=== Document passage ===
-- START --

Behind unlikely shifts, a sense of playfulness...

Sting, age 45, walked onstage at the Theater on Friday night to the kind of squeals that greet sex objects. His music, after a year of touring, is like the physique that he showed off in a tight sleeveless top: streamlined, muscular, assured. Sting played most of his 1996 album, 'Mercury Falling' (A&M), interspersed with older material that dated as far back as 'Roxanne', his 1978 hit with the Police; a choreographed two-man horn section scampered around the stage, cueing the audience for sing-alongs and clap-alongs.

When Sting invited two fans onstage to join in on a song, he was as personable as a game-show host. Yet the pop-star package holds a musician who does as he pleases, continually bending expectations and shifting strategies. As he entered his 40s, Sting let his angst recede and held on to what had always been at the core of his music: unconventional designs and unlikely fusions. It became less important to be the ''King of Pain'' than to enjoy the pleasure of building songs.

At the Theater at Madison Square Garden, where Sting's engagement continues through Wednesday, some songs went style-hopping: Celtic ballad to jazzy Brazilian pop in 'I Was Brought to My Senses', pop-folk to jazz to hip-hop in 'Englishman in New York'. Others slipped musicianly twists behind generic facades; 'I'm So Happy I Can't Stop Crying', a counterfeit country-and-western tune, uses an odd meter (9/8) and adds non-country chords in its later choruses.

-- END --

=== Short problem A ===
Reproduce the rows from the line containing "Outline every instance of the red" through the end of the rows, replacing "football" with "soccer" and changing nothing else.
The rows that follow have nothing to do with the concert review.

Excerpts from a segmentation dataset:
-- START --

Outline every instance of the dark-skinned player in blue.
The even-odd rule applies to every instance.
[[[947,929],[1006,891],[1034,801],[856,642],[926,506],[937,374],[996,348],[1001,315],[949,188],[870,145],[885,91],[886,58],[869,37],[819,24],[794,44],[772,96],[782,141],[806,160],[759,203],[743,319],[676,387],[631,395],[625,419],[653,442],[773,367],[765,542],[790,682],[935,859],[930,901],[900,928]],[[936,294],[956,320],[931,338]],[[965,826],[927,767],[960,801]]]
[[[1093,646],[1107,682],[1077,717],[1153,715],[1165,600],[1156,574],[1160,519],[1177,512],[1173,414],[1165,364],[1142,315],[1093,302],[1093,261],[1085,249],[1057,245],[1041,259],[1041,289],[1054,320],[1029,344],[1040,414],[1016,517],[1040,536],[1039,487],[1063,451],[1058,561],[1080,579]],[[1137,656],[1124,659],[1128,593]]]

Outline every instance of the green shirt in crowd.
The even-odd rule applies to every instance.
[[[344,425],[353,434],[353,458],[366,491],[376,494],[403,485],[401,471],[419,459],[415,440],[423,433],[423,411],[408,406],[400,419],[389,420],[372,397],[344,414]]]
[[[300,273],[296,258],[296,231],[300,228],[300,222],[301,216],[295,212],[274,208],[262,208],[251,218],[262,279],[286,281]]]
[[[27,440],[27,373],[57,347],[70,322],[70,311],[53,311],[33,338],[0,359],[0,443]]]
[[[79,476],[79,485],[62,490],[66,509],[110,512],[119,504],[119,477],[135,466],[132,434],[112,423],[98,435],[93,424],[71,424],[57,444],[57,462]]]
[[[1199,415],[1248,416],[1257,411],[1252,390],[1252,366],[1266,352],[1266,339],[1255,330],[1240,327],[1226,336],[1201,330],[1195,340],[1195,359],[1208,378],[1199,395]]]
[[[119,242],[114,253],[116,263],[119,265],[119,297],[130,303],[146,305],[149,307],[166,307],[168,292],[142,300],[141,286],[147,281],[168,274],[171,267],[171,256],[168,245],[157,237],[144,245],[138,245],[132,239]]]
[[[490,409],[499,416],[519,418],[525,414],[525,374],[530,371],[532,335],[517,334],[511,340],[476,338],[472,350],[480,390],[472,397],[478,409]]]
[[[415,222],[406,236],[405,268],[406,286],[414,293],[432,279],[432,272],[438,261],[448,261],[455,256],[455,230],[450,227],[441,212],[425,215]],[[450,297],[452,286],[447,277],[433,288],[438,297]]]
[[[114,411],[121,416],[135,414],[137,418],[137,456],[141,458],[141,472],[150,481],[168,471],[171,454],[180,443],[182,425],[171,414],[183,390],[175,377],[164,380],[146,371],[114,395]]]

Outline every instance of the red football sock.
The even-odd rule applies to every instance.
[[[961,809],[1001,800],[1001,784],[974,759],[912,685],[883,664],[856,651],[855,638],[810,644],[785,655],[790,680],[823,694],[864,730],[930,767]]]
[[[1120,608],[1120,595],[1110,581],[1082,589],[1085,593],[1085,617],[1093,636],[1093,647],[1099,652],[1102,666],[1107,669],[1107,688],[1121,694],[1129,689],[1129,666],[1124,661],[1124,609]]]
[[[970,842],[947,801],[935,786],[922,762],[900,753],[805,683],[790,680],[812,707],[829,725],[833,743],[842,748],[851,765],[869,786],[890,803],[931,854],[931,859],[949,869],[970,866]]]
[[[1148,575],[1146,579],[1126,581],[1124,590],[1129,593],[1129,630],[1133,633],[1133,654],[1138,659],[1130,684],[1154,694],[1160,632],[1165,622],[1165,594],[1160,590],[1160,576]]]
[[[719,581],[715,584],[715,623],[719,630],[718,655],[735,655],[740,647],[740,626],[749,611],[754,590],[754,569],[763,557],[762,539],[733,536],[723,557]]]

-- END --

=== Short problem B ===
According to the concert review, what meter does "I'm So Happy I Can't Stop Crying" use?

=== Complete answer A ===
Outline every instance of the red soccer sock.
The even-odd rule applies to every instance.
[[[961,809],[1001,800],[1001,784],[974,759],[912,685],[883,664],[856,651],[855,638],[810,644],[785,655],[790,680],[823,694],[864,730],[930,767]]]
[[[1120,608],[1120,595],[1110,581],[1082,589],[1085,593],[1085,617],[1093,636],[1093,647],[1099,652],[1102,666],[1107,669],[1107,688],[1121,694],[1129,689],[1129,666],[1124,661],[1124,609]]]
[[[970,842],[947,801],[935,786],[922,762],[900,753],[805,683],[790,680],[812,707],[829,725],[833,743],[842,748],[851,765],[869,786],[890,803],[931,854],[931,859],[949,869],[970,866]]]
[[[1148,575],[1146,579],[1126,581],[1124,590],[1129,593],[1129,630],[1133,633],[1133,654],[1138,659],[1130,684],[1154,694],[1160,632],[1165,622],[1165,594],[1160,590],[1160,576]]]
[[[719,581],[715,584],[715,623],[719,630],[718,655],[735,655],[740,647],[740,626],[749,611],[754,590],[754,569],[763,557],[762,539],[733,536],[723,557]]]

=== Complete answer B ===
An odd meter, 9/8.